◆ **Task directions**:
Look through the data below, tally the lines where "stone" occurs, and write the total alone.

((

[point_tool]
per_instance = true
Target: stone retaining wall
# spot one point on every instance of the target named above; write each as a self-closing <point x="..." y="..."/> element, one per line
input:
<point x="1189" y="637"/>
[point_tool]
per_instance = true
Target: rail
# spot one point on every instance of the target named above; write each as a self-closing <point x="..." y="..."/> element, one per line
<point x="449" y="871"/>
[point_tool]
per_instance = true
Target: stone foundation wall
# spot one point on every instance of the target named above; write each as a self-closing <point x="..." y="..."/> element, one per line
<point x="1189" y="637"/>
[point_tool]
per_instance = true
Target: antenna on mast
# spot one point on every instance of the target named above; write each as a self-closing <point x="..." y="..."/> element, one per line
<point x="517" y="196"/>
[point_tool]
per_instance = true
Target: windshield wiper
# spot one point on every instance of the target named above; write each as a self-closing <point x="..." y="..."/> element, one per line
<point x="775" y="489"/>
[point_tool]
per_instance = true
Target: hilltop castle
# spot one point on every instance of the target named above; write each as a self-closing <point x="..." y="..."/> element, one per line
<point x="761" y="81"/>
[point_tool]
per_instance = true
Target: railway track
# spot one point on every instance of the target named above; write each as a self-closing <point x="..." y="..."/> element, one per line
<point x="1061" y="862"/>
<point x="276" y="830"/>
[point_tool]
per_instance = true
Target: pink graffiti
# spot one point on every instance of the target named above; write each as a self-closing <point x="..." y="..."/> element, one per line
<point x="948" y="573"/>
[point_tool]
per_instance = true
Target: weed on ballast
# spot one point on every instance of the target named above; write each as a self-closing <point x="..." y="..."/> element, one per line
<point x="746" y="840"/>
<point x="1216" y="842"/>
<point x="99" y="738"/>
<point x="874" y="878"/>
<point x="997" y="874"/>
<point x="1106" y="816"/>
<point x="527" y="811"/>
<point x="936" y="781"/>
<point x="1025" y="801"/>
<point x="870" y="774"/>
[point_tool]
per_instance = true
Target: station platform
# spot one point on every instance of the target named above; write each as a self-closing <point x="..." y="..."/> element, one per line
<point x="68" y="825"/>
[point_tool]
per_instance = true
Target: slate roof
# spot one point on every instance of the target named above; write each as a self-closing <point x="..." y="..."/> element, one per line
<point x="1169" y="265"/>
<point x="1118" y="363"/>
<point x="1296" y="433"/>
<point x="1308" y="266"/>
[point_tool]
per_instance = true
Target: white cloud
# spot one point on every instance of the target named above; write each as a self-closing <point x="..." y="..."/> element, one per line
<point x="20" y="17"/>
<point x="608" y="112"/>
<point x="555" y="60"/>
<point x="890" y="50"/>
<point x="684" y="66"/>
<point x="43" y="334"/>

))

◆ **Response to this task**:
2